▶ Data section
..............................

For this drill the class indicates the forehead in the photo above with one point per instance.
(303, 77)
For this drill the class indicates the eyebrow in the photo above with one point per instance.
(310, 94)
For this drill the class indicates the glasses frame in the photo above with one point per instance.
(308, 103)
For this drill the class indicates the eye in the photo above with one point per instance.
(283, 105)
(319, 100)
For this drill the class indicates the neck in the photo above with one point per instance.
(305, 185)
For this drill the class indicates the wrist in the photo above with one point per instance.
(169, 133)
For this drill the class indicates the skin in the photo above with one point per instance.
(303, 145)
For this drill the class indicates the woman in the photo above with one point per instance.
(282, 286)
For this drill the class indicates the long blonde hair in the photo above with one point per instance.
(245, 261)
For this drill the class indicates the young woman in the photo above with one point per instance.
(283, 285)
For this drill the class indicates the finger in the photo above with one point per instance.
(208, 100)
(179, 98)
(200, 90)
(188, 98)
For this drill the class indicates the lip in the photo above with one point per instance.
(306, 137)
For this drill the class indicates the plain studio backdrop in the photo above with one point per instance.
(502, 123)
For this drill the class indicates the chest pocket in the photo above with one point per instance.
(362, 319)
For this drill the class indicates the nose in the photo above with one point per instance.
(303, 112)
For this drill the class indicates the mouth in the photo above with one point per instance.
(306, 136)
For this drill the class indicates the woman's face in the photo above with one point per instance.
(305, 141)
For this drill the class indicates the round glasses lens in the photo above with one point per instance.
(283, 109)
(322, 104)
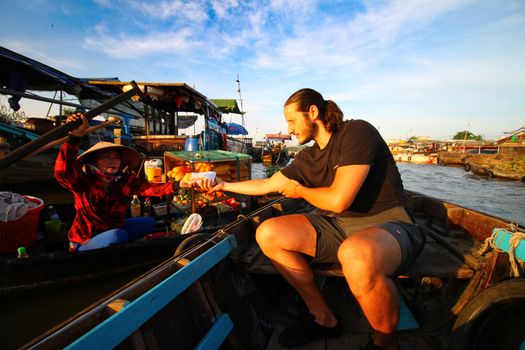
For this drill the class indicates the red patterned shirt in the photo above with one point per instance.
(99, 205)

..............................

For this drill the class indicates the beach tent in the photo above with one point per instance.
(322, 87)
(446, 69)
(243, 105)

..............................

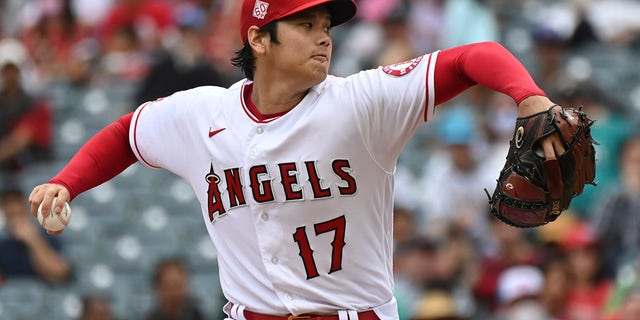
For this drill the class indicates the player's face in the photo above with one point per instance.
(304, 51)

..............................

Which lines in the listing above contain the word "glasses"? Copy out each of them in full.

For this drill the class indicates the glasses frame in the photo above with one point per instance.
For this drill the class indicates the round glasses lens in the photo above with one point per instance.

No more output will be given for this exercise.